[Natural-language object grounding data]

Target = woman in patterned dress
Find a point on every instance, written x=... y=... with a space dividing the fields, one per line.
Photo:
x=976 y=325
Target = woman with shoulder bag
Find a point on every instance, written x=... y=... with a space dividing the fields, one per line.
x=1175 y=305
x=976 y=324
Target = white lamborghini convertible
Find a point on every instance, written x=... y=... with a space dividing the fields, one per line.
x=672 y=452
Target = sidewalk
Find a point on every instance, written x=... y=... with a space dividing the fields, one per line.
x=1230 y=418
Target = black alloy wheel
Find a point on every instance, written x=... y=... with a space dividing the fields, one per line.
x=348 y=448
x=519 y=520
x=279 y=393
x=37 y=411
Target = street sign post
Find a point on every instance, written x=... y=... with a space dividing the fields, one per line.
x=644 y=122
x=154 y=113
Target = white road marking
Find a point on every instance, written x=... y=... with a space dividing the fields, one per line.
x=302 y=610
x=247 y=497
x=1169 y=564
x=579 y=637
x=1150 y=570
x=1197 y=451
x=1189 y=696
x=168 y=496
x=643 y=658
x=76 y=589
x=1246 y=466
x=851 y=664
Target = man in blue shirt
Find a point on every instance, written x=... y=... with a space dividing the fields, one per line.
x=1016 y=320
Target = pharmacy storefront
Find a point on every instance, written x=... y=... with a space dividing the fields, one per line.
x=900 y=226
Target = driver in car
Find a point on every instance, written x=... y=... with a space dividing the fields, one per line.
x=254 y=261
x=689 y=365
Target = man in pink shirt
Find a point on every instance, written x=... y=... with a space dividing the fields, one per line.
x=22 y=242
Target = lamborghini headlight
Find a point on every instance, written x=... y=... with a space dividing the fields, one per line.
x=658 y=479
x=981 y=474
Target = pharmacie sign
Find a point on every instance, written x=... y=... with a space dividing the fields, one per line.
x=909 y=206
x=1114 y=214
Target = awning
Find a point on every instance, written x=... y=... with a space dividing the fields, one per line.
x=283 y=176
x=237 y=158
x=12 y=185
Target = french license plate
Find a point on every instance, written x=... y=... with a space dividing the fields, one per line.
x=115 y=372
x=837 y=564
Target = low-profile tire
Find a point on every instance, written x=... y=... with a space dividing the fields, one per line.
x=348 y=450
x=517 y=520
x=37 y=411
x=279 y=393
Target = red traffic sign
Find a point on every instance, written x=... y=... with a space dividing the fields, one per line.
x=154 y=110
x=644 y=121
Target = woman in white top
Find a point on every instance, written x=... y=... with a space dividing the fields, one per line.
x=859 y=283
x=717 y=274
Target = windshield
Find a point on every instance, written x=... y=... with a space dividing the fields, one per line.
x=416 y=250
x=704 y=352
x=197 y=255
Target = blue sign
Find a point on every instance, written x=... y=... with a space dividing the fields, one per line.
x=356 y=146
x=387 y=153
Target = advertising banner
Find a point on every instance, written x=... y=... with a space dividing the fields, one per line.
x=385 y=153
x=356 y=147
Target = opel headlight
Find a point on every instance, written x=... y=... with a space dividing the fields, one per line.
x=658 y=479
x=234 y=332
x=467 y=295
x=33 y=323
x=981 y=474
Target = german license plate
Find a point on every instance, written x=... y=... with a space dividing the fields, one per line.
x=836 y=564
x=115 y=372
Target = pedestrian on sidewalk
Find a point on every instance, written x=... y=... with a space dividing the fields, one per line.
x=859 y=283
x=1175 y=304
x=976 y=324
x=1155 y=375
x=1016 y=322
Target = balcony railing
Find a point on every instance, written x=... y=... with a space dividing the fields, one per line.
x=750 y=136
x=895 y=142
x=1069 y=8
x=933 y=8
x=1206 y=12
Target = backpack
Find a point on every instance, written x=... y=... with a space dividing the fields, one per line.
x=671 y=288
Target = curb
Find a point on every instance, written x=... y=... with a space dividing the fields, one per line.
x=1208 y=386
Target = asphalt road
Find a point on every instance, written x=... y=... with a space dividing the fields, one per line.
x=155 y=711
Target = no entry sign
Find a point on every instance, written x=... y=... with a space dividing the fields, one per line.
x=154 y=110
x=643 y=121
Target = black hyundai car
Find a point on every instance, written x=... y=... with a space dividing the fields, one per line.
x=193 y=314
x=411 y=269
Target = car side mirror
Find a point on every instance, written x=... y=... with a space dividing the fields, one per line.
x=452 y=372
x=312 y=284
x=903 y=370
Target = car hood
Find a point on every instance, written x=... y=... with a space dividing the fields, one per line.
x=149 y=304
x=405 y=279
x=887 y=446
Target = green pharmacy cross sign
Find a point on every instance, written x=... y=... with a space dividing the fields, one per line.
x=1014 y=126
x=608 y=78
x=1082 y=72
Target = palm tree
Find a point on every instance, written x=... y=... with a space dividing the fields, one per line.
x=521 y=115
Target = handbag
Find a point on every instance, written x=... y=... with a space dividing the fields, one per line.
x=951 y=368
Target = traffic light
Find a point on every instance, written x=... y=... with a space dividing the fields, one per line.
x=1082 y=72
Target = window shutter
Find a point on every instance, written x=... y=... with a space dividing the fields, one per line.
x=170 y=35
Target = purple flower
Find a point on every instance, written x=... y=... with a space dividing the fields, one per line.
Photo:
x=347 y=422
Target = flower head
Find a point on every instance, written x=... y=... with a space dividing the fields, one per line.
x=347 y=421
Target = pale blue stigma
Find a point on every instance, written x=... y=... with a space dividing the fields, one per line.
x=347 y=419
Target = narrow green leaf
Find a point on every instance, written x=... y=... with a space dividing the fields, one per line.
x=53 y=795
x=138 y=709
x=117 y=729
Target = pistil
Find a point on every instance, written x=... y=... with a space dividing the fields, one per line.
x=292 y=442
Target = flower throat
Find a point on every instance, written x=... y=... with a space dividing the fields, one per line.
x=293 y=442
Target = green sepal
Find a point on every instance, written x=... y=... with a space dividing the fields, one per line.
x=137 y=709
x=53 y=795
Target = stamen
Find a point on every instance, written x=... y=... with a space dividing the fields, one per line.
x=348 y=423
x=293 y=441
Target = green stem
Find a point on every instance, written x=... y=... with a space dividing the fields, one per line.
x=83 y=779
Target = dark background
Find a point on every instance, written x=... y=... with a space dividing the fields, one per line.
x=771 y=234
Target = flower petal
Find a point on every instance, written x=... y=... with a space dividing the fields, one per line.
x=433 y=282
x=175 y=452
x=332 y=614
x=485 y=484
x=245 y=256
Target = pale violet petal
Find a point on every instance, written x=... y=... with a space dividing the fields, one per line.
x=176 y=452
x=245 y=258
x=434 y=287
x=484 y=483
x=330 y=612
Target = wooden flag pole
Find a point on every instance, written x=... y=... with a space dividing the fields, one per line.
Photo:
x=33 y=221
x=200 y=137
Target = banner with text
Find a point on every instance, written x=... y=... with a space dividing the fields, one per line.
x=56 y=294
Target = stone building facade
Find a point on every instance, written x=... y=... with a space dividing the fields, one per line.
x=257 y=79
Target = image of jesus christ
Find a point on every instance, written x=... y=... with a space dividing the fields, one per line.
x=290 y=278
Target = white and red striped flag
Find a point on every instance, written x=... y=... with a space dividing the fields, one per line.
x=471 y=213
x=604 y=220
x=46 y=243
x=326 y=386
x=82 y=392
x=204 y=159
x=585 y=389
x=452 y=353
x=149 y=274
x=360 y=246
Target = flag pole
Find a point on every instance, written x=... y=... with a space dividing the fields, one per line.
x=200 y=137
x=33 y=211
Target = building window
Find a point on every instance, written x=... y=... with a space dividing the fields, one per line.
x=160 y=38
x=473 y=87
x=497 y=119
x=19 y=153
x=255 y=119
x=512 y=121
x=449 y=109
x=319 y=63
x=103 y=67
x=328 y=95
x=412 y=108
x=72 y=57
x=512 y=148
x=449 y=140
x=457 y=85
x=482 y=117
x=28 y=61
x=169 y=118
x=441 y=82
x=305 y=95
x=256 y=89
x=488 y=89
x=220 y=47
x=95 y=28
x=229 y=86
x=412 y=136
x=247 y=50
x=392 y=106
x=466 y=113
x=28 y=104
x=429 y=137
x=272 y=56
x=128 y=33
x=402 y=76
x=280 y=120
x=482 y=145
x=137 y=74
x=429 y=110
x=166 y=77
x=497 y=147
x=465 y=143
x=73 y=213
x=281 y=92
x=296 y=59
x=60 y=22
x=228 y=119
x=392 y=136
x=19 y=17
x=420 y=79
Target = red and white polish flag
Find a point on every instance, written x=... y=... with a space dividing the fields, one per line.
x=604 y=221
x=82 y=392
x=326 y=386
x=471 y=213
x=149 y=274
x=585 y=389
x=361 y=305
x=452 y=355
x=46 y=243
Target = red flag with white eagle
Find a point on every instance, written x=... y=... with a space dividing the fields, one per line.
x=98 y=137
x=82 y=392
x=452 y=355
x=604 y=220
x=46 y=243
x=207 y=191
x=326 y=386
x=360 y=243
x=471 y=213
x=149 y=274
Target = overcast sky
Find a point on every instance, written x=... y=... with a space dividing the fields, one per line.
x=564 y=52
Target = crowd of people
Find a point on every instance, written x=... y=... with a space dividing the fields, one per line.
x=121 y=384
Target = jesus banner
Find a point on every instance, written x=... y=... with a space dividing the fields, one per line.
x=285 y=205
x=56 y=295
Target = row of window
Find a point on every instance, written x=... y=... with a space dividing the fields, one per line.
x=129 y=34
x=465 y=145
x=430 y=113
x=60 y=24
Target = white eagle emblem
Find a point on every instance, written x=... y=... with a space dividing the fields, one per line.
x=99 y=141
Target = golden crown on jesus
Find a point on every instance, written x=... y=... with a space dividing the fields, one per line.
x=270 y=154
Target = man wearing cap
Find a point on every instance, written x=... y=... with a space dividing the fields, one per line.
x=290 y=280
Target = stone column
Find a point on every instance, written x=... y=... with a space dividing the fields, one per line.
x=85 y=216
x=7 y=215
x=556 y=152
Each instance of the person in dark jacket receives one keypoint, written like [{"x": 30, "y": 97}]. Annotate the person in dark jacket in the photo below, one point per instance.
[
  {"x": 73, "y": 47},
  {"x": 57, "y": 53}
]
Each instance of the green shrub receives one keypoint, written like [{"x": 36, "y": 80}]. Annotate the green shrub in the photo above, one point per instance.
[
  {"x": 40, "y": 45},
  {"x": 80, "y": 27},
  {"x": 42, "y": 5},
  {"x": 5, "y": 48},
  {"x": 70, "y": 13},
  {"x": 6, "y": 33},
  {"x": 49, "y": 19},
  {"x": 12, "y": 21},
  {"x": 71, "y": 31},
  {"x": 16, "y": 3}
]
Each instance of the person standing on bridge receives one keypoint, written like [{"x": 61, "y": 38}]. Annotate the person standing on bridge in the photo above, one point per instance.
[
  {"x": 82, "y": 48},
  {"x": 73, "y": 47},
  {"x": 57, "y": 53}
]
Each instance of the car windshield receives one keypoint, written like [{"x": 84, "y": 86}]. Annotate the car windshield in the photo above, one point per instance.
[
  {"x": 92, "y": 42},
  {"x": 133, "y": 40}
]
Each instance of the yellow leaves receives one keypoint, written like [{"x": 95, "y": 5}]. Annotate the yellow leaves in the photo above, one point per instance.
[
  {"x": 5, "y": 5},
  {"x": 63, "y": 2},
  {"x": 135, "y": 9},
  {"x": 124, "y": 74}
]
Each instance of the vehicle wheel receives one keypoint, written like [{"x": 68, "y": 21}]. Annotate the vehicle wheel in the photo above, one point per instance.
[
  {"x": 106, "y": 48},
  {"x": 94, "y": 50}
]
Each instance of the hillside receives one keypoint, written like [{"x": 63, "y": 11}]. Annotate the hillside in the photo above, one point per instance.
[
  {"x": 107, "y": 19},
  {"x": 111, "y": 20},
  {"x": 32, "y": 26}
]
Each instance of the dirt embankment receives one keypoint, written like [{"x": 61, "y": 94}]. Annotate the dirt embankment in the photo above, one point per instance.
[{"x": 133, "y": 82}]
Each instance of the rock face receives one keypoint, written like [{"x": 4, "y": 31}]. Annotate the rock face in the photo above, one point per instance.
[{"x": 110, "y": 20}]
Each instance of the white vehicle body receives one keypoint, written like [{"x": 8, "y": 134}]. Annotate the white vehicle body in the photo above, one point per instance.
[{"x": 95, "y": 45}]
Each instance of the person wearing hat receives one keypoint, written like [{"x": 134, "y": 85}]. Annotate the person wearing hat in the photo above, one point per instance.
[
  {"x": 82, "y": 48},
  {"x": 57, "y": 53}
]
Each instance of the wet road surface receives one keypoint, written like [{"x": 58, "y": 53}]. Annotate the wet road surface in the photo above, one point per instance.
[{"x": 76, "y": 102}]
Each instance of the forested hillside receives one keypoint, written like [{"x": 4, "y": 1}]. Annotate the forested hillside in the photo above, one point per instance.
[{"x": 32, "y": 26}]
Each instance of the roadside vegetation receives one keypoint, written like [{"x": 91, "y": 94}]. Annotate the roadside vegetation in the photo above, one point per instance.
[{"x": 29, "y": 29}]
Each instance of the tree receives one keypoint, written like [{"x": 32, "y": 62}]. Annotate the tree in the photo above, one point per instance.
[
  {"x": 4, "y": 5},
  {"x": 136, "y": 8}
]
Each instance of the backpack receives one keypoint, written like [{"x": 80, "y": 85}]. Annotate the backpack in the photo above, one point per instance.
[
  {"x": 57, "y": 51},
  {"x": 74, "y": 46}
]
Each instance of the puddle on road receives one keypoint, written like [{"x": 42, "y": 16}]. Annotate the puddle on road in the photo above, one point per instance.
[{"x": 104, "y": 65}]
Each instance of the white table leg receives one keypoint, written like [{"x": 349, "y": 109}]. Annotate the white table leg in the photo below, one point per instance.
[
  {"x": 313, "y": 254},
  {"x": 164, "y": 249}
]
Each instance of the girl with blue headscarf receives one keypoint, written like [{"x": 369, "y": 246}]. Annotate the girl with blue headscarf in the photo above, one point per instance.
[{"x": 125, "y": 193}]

What to produce
Repeat the entries above verbatim, but only from the line that has "Target = flower petal" down to the line that has "Target = stone building facade", inclusive.

The answer
Target = flower petal
Find a point on every instance, written x=... y=... with a space dividing the fields, one per line.
x=433 y=282
x=175 y=452
x=332 y=614
x=485 y=484
x=245 y=256
Target = pale violet petal
Find a point on every instance, written x=... y=... with a space dividing the fields, one per line.
x=176 y=452
x=245 y=258
x=434 y=287
x=484 y=483
x=330 y=612
Target = wooden flag pole
Find a point on every instance, written x=... y=... with a space dividing the fields, one per line.
Photo:
x=33 y=221
x=200 y=137
Target = banner with text
Find a point on every instance, written x=... y=... with a space dividing the fields, one per line.
x=56 y=294
Target = stone building facade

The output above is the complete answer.